Raw data:
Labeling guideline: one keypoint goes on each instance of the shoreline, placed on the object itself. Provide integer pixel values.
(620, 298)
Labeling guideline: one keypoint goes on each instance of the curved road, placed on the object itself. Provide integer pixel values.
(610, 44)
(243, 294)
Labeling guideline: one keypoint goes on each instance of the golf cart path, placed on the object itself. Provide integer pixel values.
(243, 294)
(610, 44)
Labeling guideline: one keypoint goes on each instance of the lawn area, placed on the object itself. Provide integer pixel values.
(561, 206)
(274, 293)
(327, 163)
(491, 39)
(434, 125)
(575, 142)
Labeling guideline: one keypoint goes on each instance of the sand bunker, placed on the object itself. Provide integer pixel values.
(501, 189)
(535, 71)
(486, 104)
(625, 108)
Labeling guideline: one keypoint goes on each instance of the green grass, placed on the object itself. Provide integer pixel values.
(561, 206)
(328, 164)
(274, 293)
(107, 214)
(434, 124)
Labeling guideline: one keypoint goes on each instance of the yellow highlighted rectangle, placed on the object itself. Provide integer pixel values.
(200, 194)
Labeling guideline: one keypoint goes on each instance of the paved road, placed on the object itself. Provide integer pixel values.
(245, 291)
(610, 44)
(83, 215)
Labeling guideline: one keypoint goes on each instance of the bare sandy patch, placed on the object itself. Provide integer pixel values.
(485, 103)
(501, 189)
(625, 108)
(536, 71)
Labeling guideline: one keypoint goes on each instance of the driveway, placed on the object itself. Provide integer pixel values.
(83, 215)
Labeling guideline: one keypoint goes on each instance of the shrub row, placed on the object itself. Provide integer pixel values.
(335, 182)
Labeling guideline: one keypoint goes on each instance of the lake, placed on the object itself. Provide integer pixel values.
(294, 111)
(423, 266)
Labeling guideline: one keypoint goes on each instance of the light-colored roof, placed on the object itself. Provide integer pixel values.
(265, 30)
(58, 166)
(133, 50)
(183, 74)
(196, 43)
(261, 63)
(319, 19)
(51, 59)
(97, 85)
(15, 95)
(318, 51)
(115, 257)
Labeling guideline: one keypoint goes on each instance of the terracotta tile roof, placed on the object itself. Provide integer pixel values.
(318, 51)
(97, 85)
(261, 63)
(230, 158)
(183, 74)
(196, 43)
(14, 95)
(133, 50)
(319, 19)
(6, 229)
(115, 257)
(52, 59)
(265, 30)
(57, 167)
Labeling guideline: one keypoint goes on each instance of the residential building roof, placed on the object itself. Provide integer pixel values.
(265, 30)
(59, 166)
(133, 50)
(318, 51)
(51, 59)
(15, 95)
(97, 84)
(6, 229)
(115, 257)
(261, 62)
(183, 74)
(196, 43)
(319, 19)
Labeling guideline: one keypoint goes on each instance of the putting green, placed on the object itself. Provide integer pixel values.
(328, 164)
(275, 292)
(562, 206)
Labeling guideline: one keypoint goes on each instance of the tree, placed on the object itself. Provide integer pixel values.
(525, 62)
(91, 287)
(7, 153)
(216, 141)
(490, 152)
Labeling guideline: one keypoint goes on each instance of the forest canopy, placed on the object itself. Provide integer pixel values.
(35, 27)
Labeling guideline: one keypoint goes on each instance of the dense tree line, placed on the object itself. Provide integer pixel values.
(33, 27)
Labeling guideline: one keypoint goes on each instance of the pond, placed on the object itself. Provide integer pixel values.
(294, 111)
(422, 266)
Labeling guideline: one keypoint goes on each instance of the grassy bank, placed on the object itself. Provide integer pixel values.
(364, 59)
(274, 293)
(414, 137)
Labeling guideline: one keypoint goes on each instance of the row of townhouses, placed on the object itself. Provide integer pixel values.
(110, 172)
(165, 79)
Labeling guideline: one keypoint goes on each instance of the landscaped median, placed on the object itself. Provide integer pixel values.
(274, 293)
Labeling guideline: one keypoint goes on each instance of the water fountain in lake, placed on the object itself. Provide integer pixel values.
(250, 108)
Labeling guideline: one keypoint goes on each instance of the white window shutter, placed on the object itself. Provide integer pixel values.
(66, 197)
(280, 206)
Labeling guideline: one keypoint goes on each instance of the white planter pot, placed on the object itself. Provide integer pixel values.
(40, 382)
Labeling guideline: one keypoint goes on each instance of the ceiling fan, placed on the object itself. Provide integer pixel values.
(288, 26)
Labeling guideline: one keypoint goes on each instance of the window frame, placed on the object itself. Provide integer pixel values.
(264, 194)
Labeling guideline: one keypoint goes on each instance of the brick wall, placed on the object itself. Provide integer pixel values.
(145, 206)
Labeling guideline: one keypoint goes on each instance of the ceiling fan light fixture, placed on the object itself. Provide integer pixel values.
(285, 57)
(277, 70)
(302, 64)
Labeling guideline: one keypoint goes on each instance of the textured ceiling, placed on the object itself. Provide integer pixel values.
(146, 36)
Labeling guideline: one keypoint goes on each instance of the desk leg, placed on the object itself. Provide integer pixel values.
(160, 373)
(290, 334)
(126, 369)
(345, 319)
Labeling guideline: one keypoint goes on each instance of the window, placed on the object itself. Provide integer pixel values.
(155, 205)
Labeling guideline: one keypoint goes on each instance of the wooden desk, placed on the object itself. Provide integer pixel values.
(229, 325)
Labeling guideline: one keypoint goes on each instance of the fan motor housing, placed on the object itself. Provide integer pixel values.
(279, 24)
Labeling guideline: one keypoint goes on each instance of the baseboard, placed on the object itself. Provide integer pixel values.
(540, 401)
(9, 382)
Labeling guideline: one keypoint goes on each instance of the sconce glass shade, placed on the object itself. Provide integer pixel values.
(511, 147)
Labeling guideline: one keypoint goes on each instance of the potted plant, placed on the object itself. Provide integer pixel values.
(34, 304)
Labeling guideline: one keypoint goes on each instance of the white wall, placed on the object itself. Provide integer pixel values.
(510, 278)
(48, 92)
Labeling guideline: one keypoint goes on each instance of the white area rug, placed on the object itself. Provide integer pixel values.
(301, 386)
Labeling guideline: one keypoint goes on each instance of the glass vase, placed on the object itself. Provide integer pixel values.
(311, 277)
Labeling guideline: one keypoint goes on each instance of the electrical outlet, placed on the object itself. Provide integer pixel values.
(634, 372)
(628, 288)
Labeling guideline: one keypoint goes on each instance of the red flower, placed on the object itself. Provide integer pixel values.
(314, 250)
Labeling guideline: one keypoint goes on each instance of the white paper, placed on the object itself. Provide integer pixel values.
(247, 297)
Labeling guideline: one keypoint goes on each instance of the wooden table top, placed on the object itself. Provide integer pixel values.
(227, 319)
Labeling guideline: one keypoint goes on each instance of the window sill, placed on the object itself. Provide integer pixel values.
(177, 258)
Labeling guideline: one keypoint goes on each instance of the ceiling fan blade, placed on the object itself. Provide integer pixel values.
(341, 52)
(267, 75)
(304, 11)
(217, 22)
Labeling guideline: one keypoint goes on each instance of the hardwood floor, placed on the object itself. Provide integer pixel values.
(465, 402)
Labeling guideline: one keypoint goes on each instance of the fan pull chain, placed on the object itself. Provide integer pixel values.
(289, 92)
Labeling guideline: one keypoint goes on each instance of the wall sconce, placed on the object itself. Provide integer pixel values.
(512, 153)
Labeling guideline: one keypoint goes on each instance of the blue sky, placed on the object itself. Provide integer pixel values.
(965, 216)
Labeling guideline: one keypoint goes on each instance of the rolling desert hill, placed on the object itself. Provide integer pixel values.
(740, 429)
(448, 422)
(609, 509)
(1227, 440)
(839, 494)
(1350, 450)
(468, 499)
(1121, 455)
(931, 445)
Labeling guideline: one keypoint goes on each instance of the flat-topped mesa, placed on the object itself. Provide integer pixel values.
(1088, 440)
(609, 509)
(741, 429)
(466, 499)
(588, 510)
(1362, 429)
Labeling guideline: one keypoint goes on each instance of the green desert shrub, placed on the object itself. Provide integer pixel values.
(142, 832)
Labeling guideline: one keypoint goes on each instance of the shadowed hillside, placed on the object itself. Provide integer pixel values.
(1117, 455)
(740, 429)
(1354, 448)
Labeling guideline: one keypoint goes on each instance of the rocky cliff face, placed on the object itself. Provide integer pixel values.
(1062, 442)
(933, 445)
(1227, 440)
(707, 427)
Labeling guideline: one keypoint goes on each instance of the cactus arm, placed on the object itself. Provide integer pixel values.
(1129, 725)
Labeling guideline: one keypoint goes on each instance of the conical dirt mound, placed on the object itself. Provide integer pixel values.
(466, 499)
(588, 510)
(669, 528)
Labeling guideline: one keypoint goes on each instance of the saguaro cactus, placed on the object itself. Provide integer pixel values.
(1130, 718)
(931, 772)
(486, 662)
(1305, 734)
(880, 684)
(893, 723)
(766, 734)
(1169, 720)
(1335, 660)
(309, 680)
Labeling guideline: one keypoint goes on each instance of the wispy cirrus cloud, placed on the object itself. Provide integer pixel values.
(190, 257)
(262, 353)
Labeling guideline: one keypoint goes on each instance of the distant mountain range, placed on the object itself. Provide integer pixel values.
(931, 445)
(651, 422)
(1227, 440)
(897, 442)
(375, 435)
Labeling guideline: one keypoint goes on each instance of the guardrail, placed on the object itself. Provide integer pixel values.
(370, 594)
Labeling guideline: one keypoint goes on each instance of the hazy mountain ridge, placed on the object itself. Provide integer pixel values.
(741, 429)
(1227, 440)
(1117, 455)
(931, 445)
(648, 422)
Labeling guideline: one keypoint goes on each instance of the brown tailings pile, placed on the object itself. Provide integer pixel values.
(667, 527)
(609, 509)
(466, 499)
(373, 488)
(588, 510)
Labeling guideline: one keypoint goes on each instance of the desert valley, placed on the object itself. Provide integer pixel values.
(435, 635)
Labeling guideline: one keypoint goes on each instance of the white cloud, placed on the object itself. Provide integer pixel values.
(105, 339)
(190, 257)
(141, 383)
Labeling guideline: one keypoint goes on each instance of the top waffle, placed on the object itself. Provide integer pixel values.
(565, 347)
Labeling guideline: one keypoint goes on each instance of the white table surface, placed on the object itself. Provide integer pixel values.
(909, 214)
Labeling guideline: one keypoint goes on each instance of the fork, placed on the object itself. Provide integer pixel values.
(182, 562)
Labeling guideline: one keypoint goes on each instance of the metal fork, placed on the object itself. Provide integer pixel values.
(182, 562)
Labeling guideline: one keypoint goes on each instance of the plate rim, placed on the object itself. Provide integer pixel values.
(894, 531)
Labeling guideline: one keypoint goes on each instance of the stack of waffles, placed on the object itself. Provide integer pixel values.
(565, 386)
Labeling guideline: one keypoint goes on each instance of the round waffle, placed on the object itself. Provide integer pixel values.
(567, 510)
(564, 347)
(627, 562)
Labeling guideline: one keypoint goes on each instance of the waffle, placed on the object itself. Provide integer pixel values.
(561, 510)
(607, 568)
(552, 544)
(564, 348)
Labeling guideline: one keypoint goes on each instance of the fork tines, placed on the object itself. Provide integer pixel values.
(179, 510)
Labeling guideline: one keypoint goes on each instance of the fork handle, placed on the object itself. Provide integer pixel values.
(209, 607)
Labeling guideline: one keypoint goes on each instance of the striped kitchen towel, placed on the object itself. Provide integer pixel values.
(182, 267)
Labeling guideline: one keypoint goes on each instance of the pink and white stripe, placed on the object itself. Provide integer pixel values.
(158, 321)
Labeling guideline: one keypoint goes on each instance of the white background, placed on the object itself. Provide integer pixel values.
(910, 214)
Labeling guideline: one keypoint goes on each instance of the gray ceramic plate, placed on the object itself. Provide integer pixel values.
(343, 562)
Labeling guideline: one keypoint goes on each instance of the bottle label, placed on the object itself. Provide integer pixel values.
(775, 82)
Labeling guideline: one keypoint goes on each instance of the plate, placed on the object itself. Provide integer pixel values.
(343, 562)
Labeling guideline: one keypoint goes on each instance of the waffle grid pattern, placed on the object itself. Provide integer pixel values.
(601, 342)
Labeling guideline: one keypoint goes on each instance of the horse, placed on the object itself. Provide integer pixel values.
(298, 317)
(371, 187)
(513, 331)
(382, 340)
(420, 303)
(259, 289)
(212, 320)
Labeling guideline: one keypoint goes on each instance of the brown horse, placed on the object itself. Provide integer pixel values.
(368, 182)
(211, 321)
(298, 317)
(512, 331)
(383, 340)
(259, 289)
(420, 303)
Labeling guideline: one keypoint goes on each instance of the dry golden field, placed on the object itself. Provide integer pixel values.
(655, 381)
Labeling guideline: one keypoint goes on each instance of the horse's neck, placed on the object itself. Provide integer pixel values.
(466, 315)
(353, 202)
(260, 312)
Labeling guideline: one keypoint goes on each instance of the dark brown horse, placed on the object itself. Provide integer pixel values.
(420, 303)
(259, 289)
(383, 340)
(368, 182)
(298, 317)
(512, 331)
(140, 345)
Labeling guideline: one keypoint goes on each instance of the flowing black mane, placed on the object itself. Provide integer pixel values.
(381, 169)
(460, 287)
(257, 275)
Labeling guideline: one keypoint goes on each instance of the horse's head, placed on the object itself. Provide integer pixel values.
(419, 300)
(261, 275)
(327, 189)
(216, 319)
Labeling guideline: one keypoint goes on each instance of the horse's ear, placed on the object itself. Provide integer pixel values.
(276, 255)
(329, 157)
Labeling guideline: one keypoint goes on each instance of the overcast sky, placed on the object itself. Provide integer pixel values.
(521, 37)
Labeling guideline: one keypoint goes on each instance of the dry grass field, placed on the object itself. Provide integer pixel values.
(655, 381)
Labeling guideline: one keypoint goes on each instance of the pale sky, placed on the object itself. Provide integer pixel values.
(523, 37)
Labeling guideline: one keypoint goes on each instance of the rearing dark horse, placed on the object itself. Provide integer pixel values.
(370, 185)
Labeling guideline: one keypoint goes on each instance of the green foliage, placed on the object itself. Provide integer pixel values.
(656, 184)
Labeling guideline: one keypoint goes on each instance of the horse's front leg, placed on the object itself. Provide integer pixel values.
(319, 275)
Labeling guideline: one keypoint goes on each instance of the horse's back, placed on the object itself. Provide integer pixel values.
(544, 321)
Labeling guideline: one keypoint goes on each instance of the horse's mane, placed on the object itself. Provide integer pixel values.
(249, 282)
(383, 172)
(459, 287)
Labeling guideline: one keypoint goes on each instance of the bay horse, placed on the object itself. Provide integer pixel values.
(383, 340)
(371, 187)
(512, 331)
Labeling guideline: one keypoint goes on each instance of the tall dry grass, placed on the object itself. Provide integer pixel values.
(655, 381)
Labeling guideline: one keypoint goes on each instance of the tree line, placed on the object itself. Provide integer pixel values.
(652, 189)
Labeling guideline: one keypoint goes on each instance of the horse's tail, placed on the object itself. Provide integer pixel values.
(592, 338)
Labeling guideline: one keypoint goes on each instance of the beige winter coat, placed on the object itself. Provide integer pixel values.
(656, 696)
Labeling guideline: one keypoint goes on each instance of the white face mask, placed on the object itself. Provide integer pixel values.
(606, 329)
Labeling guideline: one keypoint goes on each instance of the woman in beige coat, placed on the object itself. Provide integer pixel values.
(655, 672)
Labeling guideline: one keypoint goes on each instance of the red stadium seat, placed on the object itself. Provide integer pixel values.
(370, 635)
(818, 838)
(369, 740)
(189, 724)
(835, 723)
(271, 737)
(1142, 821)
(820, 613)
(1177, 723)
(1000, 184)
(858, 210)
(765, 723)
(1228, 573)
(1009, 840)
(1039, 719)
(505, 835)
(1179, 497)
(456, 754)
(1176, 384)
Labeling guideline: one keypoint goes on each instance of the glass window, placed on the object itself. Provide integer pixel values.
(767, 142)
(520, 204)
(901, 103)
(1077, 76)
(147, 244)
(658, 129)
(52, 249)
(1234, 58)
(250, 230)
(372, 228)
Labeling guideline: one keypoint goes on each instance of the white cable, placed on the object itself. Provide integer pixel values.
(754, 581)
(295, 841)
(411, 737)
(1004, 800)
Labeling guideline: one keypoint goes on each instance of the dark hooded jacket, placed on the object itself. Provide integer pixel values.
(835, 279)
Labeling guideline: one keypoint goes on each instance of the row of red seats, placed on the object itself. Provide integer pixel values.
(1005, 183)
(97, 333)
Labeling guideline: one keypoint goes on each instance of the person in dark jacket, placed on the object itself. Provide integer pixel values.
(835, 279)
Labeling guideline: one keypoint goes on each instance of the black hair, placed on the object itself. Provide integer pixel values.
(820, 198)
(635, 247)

Requirements:
Put the lines of the listing above, from the line with "glass window, placed" up to and including the line with "(1004, 800)", into a JSON list of strings with one string per line, leaving out any blank lines.

Full response:
[
  "Labeling guideline: one keypoint goes on each instance of the glass window, placed on the object itself. Provide integer pixel values.",
  "(767, 142)",
  "(520, 204)",
  "(901, 103)",
  "(1077, 76)",
  "(147, 244)",
  "(658, 129)",
  "(52, 249)",
  "(1234, 58)",
  "(250, 230)",
  "(372, 228)",
  "Labeling guideline: one keypoint goes on each instance of the white cable, placed on the object itself. Provide integer pixel values.",
  "(754, 581)",
  "(295, 841)",
  "(411, 737)",
  "(1004, 800)"
]